## Problem
Write the data out again exactly and in full.

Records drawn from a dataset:

══════

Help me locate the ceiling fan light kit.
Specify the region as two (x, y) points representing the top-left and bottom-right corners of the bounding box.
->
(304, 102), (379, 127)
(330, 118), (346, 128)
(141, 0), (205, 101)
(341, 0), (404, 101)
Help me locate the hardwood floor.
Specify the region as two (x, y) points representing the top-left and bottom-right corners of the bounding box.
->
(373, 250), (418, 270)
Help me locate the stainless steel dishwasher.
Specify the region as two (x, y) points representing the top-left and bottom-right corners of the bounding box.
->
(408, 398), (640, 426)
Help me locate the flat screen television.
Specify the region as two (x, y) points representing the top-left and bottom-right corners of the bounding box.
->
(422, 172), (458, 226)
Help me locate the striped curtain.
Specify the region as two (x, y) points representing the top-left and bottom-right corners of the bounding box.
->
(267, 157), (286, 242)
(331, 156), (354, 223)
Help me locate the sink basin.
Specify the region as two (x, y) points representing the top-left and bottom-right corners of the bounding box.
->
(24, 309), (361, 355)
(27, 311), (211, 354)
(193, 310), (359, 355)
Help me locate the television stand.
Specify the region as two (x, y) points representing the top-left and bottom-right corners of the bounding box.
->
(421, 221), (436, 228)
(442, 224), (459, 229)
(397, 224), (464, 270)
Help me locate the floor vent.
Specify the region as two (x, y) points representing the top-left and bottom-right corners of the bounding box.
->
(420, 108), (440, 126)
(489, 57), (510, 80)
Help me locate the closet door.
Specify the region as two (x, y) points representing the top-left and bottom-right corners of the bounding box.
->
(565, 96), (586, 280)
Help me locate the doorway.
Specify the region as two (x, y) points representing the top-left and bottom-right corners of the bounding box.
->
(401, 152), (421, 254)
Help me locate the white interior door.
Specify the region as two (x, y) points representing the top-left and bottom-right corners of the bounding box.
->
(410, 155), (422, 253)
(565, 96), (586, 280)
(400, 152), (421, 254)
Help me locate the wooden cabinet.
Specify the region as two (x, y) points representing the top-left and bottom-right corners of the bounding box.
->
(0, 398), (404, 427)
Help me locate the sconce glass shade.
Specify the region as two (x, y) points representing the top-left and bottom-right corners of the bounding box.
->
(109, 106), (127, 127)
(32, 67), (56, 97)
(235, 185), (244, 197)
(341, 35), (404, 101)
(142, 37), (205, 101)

══════

## Task output
Help me locate the ceiling fan light kit.
Specify the region as two (x, y) points representing the top-left and bottom-right corners of the bounding box.
->
(304, 102), (379, 127)
(330, 118), (346, 128)
(141, 0), (205, 101)
(341, 0), (404, 101)
Help me locate the hardwood floor.
Specify the region as two (x, y) points representing the top-left and bottom-right corners of the bounding box.
->
(373, 250), (418, 270)
Help me locate the stainless steel dishwasher.
Specify the region as two (x, y) points representing the top-left and bottom-right corners of the bounding box.
->
(408, 398), (640, 426)
Help me locate the flat screen television.
Specify the region as two (x, y) points representing the top-left and bottom-right corners of the bounding box.
->
(422, 172), (458, 226)
Help me locate the striped curtain.
Specify the region as two (x, y) points representing the top-left and bottom-right corners of the bounding box.
->
(267, 157), (286, 242)
(331, 156), (354, 223)
Help me locate the sink basin.
Specify the region as two (x, y) points representing the top-left and bottom-right corners of the bounding box.
->
(24, 309), (361, 355)
(27, 311), (211, 354)
(193, 310), (359, 355)
Help me locate the television stand.
Specify the region as two (x, y) points representing the top-left and bottom-right corners of the bounding box.
->
(421, 221), (436, 228)
(442, 224), (459, 229)
(397, 224), (464, 270)
Help me locate the floor vent.
Specify the region as two (x, y) points representing the top-left and bottom-right corners of the bounding box.
->
(420, 108), (440, 126)
(489, 57), (510, 80)
Help me locate the closet door.
Specify the region as two (x, y) points representing the top-left and bottom-right corners of the bounding box.
->
(565, 96), (586, 280)
Help me locate the doorway.
Specify the region as two (x, y) points representing the top-left and bottom-right corners of the bounding box.
->
(401, 152), (421, 254)
Help me locate the white interior door.
Specify the region as two (x, y) points representing the top-left and bottom-right corners of the bounding box.
->
(410, 155), (422, 253)
(565, 96), (586, 280)
(400, 152), (421, 254)
Help me locate the wooden cabinet.
Specify the region as two (x, y) points representing the top-left and bottom-right corners of the bounding box.
->
(0, 398), (404, 427)
Help me locate the sconce glass shade.
Specify the region as two (x, y) points representing the top-left and bottom-right corners of the bounding box.
->
(109, 106), (127, 127)
(32, 67), (56, 97)
(235, 185), (244, 197)
(341, 35), (404, 101)
(142, 37), (205, 101)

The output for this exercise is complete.